Edith Northman (1893–1956) was one of Southern California's first woman architects, and the first woman registered architect in Los Angeles.[1] She worked on a wide range of buildings in the region, ranging from residential to commercial.[2][3]

Early life and education

Edith Mortensen Northman was born October 8, 1893, in Denmark to a Danish father and a Swedish mother. The family moved to Norway when she was nine and remained there through her high school years. She moved to Copenhagen to study art at the Studio School of Arts. The family immigrated to the United States in 1914, and a couple of years later Northman moved to Brigham City, Utah, where she worked as a librarian. She became interested in architecture and in 1918 moved to Salt Lake City, where she got work as an architectural draftsman for Eugene R. Wheelon.[2]

For health reasons, Northman moved out to Los Angeles in 1920, where she found work with the architect Clarence J. Smale and rose to the position of his chief draftsman. She opened her own firm in 1926 but then almost immediately enrolled at the University of Southern California to study architecture. She received her degree from USC in 1930 and her state architectural license the following year.[2]

Career

In a career that started during the Great Depression and lasted a quarter century, the prolific Northman designed well over a hundred buildings in a wide range of types: single-family homes, multi-family dwellings and hotels, a church, a synagogue, factories, gas stations, and other commercial buildings.[2] She designed residential buildings all over southern California, including in Beverly Hills, Hancock Park, Wilshire Park, Los Feliz, Los Angeles, and Palm Springs. Stylistically, her work is eclectic, with elements of European traditional styles (e.g. in her Danish Lutheran Church and Normandie Mar Apartment Hotel) and American Minimal Traditional modernism melded with Streamline Moderne.[4]

Some of her clients were connected with the film industry, including actor Jean Hersholt. She also served as an adviser on the film Woman Chases Man, in which the heroine is an architect. One of her biggest contracts was with the Union Oil Company, for which she designed over 50 gas stations along the west coast from San Diego to Vancouver.[2] The company received two patents for her gas station designs in 1934.

* _Exercise brief_:
Render into Spanish this sentence from the passage on Edith Northman: "The company received two patents for her gas station designs in 1934."

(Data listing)
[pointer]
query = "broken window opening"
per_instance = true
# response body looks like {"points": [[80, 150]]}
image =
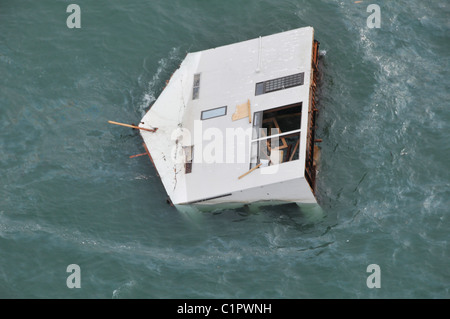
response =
{"points": [[276, 135]]}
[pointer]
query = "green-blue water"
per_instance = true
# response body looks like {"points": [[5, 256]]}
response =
{"points": [[70, 194]]}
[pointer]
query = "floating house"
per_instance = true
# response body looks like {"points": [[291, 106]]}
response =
{"points": [[235, 124]]}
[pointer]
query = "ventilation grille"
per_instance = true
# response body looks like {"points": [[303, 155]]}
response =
{"points": [[279, 83]]}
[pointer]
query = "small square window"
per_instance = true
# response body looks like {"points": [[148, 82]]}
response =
{"points": [[209, 114]]}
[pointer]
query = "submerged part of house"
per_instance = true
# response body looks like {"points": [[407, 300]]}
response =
{"points": [[235, 124]]}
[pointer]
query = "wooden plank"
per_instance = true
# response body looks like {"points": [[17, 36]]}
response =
{"points": [[245, 174], [133, 126], [295, 149]]}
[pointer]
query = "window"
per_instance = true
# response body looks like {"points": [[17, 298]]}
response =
{"points": [[188, 158], [196, 86], [209, 114], [279, 83], [276, 135]]}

* _Answer to this problem_:
La empresa recibió dos patentes por sus diseños de gasolineras en 1934.